> _EXERCISE AIM_
Every record must be retyped exactly as it reads.

***** SUPPLIED MATERIAL

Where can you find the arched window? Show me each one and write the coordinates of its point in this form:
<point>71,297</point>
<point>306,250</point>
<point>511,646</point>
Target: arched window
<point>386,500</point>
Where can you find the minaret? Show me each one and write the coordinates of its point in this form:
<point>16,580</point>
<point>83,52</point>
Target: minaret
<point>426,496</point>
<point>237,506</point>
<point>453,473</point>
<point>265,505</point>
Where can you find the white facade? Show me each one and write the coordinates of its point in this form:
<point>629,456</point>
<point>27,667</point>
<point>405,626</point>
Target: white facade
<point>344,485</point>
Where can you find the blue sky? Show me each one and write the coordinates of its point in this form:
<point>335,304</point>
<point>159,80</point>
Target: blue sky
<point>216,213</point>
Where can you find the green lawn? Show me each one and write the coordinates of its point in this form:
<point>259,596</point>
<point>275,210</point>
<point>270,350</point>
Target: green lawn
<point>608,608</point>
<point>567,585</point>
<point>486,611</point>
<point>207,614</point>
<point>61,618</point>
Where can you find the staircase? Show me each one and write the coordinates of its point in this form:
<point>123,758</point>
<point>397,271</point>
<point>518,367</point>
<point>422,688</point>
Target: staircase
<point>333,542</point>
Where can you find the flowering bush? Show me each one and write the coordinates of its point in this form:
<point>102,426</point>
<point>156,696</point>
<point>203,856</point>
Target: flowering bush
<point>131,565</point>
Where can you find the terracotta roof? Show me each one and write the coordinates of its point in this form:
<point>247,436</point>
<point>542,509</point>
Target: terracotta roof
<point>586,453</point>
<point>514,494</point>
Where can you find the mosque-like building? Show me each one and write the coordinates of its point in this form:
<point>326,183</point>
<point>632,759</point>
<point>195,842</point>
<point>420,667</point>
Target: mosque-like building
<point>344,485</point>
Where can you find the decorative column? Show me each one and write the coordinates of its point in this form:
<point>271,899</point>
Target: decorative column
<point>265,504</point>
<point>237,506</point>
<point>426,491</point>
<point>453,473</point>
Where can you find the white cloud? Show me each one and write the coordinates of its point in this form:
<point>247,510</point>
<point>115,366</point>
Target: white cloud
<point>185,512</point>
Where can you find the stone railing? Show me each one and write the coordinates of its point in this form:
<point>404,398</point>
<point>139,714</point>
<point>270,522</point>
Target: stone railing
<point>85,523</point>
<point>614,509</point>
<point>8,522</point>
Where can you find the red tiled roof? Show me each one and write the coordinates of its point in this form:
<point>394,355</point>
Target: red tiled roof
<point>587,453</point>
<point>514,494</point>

**********

> _TASK SOLUTION_
Where can you find the arched window? Show me each one and write the coordinates of its point in this form:
<point>71,297</point>
<point>306,250</point>
<point>511,646</point>
Target: arched window
<point>386,500</point>
Where can you find the minaret? Show me each one and write the coordinates of its point in this form:
<point>16,580</point>
<point>83,52</point>
Target: minaret
<point>426,496</point>
<point>237,506</point>
<point>453,473</point>
<point>265,505</point>
Where can you find the white facade? Show me each one and write the coordinates of its point in this form:
<point>629,456</point>
<point>27,667</point>
<point>405,626</point>
Target: white facade
<point>344,485</point>
Where can you find the blue sky? Show me each one and write the coordinates of its point in this form:
<point>335,304</point>
<point>159,80</point>
Target: blue sky
<point>216,213</point>
Where can you find the green lawn? Show me each one and write the coordinates of its point in this form:
<point>259,596</point>
<point>275,210</point>
<point>270,350</point>
Target: green lawn
<point>608,608</point>
<point>567,585</point>
<point>486,611</point>
<point>207,614</point>
<point>61,618</point>
Where can you find the staircase? Show me each one and write the coordinates of its point in this form:
<point>123,758</point>
<point>397,271</point>
<point>518,367</point>
<point>422,688</point>
Target: staircase
<point>333,542</point>
Where can you find the flowering bush? Show me each one and write the coordinates of its point in this form:
<point>102,426</point>
<point>156,696</point>
<point>203,856</point>
Target: flowering bush
<point>131,565</point>
Where can you find the terracotta roof? Show me each one and write the coordinates of its point in this form:
<point>247,436</point>
<point>542,509</point>
Target: terracotta roof
<point>586,453</point>
<point>514,494</point>
Where can you find the mosque-like building? Show me each one and write the coordinates of its point in this form:
<point>326,183</point>
<point>632,759</point>
<point>195,842</point>
<point>420,667</point>
Target: mosque-like building
<point>344,485</point>
Where can you find the decorative column? Show me each one and write the coordinates of its point in this form:
<point>271,899</point>
Target: decorative column
<point>265,504</point>
<point>237,506</point>
<point>426,491</point>
<point>453,473</point>
Where can you find the white cloud? Show me each one and write the coordinates of its point in this form:
<point>247,510</point>
<point>115,366</point>
Target: white cloud
<point>185,512</point>
Where can you find the stone railing? Show me each one and write the coordinates of its point in this form:
<point>404,398</point>
<point>139,714</point>
<point>270,522</point>
Target: stone railing
<point>85,523</point>
<point>614,509</point>
<point>8,522</point>
Where can you find the red tiled roof? Show me each one and write the coordinates of its point in this form:
<point>394,355</point>
Target: red tiled roof
<point>587,453</point>
<point>514,494</point>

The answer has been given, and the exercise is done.